▶ TO DO:
Rewrite every one of the items below, swapping "a reply formatted like this" for "an answer in this format" wherever it occurs and leaving everything else untouched.

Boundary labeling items
################
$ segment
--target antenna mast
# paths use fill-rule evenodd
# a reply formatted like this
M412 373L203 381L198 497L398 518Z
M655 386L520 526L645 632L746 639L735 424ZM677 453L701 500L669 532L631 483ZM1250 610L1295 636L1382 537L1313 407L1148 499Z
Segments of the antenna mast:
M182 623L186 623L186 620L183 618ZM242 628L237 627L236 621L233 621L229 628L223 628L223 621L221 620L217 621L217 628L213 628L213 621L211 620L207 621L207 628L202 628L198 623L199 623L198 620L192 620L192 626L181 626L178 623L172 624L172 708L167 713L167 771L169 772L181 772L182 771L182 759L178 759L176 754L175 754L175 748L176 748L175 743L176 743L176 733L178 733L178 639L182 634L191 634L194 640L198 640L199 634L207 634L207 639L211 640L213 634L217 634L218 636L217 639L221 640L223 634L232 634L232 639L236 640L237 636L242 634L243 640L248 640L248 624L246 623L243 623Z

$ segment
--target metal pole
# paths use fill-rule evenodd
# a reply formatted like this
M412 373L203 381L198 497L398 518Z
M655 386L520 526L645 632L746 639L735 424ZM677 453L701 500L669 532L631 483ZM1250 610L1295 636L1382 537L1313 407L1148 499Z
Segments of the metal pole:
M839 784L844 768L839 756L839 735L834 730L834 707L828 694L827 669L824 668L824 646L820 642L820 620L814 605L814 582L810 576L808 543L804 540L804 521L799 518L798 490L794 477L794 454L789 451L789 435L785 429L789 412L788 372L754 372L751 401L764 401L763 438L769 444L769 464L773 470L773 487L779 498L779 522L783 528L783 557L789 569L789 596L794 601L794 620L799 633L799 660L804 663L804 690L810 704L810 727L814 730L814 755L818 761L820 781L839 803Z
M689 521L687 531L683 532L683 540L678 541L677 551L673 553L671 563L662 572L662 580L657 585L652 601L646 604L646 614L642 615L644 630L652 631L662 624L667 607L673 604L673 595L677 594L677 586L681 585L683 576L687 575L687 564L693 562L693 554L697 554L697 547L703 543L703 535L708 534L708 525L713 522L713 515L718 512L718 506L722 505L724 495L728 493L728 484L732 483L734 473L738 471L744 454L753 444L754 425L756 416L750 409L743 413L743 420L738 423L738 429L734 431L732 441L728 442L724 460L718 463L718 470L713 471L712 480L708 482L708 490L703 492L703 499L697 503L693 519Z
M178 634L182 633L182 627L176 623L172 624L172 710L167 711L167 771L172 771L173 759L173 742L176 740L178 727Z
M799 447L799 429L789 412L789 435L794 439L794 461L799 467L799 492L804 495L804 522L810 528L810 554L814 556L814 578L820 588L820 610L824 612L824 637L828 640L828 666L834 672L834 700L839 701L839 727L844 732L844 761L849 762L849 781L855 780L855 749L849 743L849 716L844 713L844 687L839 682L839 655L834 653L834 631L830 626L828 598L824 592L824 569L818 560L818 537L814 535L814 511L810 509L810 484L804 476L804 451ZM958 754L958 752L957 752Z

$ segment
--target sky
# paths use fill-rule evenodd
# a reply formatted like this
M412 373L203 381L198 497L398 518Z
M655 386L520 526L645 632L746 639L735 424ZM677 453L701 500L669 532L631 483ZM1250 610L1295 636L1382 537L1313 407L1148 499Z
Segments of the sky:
################
▶ EXERCISE SOLUTION:
$ segment
--target antenna mast
# paths use fill-rule evenodd
# an answer in this format
M412 373L203 381L198 497L398 518Z
M655 386L520 526L645 632L746 639L735 424ZM677 453L701 500L669 532L631 483ZM1250 610L1295 636L1382 537L1313 407L1148 499Z
Segments of the antenna mast:
M182 623L186 623L186 620L183 618ZM242 628L237 627L236 621L233 621L229 628L223 628L223 621L221 620L217 621L217 628L213 628L213 621L211 620L207 621L207 628L202 628L198 623L199 623L198 620L192 620L192 626L181 626L178 623L172 624L172 708L167 713L167 771L169 772L181 772L182 771L182 759L178 759L176 754L175 754L175 748L176 748L175 743L176 743L176 733L178 733L178 639L182 634L191 634L194 640L198 640L199 634L207 634L207 639L211 640L213 634L217 634L218 636L217 639L221 640L223 634L232 634L232 639L236 640L237 636L242 634L243 640L248 640L248 624L246 623L243 623Z

$ segment
--target metal pole
# paths use fill-rule evenodd
# an answer in this format
M412 373L203 381L198 497L398 518Z
M655 386L520 526L645 632L746 639L735 424ZM677 453L701 500L669 532L631 483ZM1250 610L1295 636L1382 537L1313 407L1148 499Z
Segments of the metal pole:
M839 784L844 768L839 756L839 735L834 730L834 707L828 694L827 669L824 668L824 646L820 642L820 620L814 605L814 582L810 576L808 543L804 540L804 521L799 518L798 490L794 477L794 454L789 451L789 435L785 429L789 412L788 372L754 372L751 401L764 401L763 438L769 444L769 464L773 470L773 487L779 498L779 522L783 528L783 557L789 569L789 596L794 601L794 620L799 633L799 660L804 663L804 690L810 704L810 727L814 730L814 755L818 761L820 781L839 803Z
M689 521L687 531L683 532L683 540L678 541L677 551L673 553L671 563L662 572L662 580L657 585L652 601L646 604L646 614L642 615L644 630L652 631L662 624L667 607L673 604L673 595L677 594L677 586L681 585L683 576L687 575L687 564L693 562L693 554L697 554L697 547L703 543L703 535L708 534L708 525L713 522L713 515L718 512L718 506L722 505L724 495L728 493L728 484L732 483L734 473L738 471L744 454L753 444L754 425L756 416L750 409L743 413L743 420L738 423L738 429L734 431L732 441L728 442L724 460L718 463L718 470L713 471L712 480L708 482L708 490L703 492L703 499L697 503L693 519Z
M178 634L182 633L182 627L176 623L172 624L172 710L167 711L167 771L172 771L173 759L173 742L176 740L178 727Z
M799 447L799 429L789 412L789 435L794 439L794 461L799 467L799 492L804 495L804 522L810 528L810 554L814 556L814 578L820 588L820 610L824 612L824 637L828 640L828 666L834 672L834 700L839 701L839 727L844 732L844 761L849 762L849 781L855 780L855 749L849 743L849 716L844 713L844 687L839 682L839 655L834 653L834 631L830 626L828 598L824 592L824 569L818 560L818 537L814 535L814 511L810 509L810 484L804 476L804 451ZM958 754L958 752L957 752Z

$ segment
--target sky
# paths use fill-rule evenodd
# an answer in this format
M412 373L203 381L198 497L398 518Z
M655 386L520 526L645 632L746 639L735 424ZM677 453L701 500L669 532L631 483ZM1250 610L1295 636L1382 537L1313 407L1148 499Z
Segments of the sky:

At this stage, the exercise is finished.